What you need to do: If a line in the entries contains the word "below", list it.

*** Supplied data Section Begins ***

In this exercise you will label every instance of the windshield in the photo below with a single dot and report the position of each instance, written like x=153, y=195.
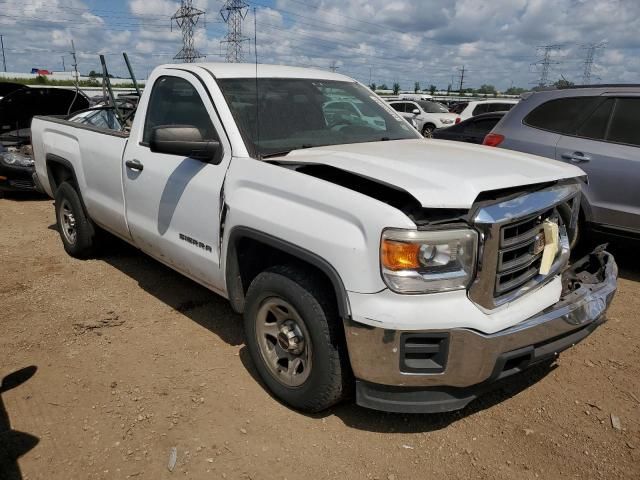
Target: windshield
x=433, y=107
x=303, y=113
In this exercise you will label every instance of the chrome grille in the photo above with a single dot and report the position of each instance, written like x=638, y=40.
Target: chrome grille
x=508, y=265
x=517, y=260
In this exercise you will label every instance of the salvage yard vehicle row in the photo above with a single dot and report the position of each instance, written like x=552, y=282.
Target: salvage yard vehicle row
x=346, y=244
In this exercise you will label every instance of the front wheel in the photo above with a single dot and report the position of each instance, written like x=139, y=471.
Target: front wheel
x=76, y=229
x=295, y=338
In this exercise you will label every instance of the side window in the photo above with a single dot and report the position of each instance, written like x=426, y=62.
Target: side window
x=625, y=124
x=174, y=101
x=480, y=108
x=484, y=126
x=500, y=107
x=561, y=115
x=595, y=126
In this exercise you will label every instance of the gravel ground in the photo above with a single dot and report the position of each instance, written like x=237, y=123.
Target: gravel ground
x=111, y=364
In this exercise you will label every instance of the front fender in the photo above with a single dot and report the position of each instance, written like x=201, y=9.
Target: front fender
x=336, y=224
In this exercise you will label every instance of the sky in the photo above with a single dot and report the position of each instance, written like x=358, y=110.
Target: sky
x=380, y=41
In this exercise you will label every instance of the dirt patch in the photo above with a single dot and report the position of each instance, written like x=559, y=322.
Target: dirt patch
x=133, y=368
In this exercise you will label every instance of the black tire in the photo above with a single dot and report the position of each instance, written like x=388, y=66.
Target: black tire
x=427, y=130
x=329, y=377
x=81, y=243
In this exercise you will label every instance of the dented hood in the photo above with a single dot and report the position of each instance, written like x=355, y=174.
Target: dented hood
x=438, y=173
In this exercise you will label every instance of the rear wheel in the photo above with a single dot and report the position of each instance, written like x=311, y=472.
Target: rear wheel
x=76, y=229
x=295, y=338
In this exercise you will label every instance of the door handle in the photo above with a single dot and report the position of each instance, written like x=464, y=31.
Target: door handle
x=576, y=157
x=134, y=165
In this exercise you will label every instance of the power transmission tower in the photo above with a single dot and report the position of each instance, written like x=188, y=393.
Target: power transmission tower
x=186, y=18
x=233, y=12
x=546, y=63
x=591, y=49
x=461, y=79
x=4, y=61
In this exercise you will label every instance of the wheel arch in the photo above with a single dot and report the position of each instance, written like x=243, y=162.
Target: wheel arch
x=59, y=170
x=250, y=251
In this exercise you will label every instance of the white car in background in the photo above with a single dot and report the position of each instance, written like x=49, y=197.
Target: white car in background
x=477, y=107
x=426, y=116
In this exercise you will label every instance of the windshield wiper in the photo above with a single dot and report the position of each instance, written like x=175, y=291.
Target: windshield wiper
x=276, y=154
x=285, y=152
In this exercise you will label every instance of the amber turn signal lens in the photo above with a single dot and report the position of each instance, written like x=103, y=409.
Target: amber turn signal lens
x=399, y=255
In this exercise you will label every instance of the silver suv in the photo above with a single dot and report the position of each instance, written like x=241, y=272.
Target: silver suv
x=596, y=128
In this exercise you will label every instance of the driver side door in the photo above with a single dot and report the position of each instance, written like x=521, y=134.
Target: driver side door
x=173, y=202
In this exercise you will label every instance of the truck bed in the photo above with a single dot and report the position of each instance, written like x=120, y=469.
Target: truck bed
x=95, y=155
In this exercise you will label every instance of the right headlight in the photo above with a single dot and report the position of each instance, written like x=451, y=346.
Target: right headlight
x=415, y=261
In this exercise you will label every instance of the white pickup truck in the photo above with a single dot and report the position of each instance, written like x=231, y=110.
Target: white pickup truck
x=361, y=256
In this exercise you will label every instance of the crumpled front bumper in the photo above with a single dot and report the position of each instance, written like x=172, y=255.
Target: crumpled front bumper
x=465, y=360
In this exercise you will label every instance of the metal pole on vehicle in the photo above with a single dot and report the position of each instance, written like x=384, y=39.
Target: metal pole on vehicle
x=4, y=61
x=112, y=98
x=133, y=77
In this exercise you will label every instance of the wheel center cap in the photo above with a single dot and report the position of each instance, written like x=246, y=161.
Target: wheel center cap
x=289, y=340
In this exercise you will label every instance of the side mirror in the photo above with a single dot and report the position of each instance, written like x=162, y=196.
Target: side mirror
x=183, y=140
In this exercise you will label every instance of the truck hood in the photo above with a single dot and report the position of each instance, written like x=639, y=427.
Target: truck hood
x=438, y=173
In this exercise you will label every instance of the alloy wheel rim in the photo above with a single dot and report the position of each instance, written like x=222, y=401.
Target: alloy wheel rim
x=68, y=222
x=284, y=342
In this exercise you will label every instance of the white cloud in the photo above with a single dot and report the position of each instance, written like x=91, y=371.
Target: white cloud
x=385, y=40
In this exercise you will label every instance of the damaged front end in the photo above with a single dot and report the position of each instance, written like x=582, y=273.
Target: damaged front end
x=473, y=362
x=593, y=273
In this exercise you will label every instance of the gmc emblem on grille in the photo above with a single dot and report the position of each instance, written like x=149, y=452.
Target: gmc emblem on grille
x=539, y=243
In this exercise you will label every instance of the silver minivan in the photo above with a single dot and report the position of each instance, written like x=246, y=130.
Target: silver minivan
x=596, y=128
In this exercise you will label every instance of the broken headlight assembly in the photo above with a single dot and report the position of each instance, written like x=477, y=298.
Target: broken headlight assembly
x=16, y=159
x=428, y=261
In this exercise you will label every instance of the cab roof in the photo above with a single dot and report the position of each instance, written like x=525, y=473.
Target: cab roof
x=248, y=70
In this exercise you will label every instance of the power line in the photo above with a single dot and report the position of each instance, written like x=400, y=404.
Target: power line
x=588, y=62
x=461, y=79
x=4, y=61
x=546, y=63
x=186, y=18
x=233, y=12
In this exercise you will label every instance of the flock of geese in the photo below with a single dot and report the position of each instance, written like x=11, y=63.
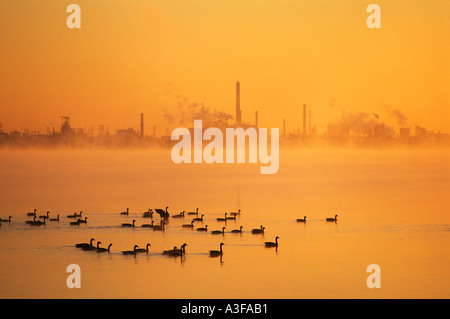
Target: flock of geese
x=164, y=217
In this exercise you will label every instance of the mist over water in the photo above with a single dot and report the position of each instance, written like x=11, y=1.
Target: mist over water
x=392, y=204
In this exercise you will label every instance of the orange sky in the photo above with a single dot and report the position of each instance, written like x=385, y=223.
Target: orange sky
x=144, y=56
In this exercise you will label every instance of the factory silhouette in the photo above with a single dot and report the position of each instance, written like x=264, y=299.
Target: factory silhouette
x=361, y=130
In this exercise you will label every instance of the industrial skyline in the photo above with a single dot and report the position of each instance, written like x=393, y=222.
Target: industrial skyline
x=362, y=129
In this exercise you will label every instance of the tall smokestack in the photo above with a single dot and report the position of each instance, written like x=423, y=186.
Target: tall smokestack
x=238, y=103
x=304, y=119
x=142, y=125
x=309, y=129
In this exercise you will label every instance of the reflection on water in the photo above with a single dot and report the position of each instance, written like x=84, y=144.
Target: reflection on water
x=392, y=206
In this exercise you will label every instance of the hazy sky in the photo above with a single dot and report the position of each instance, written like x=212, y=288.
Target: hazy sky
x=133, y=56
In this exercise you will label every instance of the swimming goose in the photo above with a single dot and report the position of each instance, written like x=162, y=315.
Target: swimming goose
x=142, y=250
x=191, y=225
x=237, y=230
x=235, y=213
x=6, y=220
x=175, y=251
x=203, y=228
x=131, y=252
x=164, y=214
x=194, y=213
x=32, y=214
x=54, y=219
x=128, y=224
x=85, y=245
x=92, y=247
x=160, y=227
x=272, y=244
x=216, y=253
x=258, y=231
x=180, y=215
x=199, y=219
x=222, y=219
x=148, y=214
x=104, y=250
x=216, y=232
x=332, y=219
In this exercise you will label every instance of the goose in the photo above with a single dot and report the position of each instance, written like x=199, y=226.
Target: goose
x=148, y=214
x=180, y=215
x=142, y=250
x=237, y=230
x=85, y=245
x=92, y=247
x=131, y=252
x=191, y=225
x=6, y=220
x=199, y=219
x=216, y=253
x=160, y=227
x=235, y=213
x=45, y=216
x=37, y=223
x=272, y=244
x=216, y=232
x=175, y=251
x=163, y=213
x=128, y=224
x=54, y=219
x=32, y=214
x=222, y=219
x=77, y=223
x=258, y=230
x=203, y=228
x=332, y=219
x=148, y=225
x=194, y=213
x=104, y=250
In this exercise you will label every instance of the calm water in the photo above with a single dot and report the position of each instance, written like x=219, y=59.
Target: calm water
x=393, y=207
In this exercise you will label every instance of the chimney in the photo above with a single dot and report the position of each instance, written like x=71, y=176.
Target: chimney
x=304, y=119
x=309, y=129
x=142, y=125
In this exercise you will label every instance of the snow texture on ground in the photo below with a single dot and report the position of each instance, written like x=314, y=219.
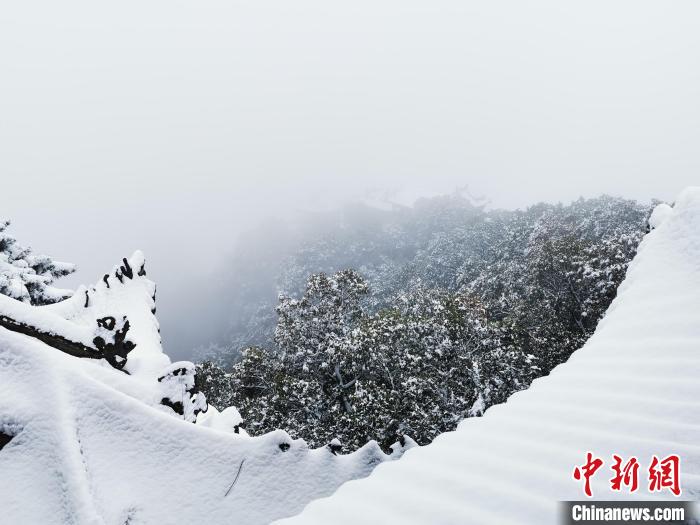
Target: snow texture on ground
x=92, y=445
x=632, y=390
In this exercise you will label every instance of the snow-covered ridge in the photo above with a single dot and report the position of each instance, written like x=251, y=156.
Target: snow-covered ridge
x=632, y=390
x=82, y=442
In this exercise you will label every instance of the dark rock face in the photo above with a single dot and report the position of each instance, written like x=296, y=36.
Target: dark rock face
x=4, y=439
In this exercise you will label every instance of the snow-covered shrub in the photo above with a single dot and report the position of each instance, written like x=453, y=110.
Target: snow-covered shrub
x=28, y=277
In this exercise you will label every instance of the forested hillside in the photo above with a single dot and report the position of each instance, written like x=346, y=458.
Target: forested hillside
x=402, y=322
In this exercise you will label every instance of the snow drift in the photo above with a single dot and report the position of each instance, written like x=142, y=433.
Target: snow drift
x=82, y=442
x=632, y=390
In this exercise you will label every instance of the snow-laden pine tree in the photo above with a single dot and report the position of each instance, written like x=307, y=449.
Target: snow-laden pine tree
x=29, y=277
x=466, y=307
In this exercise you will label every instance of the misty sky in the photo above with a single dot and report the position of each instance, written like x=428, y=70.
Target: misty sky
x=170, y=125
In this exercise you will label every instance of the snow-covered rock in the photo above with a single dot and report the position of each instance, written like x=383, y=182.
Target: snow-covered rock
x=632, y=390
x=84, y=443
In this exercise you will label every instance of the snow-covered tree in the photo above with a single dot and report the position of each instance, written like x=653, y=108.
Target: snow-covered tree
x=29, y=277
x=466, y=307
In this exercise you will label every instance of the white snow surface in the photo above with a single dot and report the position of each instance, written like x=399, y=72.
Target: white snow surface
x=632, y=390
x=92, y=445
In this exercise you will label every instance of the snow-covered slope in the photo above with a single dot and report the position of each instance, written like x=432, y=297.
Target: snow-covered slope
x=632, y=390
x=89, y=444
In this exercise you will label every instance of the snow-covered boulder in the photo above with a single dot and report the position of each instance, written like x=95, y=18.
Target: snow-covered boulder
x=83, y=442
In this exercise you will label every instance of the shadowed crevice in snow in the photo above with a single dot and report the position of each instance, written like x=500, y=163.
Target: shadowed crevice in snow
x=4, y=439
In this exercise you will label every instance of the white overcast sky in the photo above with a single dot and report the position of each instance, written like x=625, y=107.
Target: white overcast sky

*** Supplied data Section Ends ***

Answer for the task:
In this exercise you will label every instance of the windshield in the photo below with a single dot and report the position of each instance, written like x=153, y=195.
In this exercise you will label every instance of the flock of geese in the photo below with a single dot and report the position of each instance, written like x=11, y=63.
In this exercise you will label every instance of the snow texture on ground in the photo below with a single dot and report the position of each instance, written like x=314, y=219.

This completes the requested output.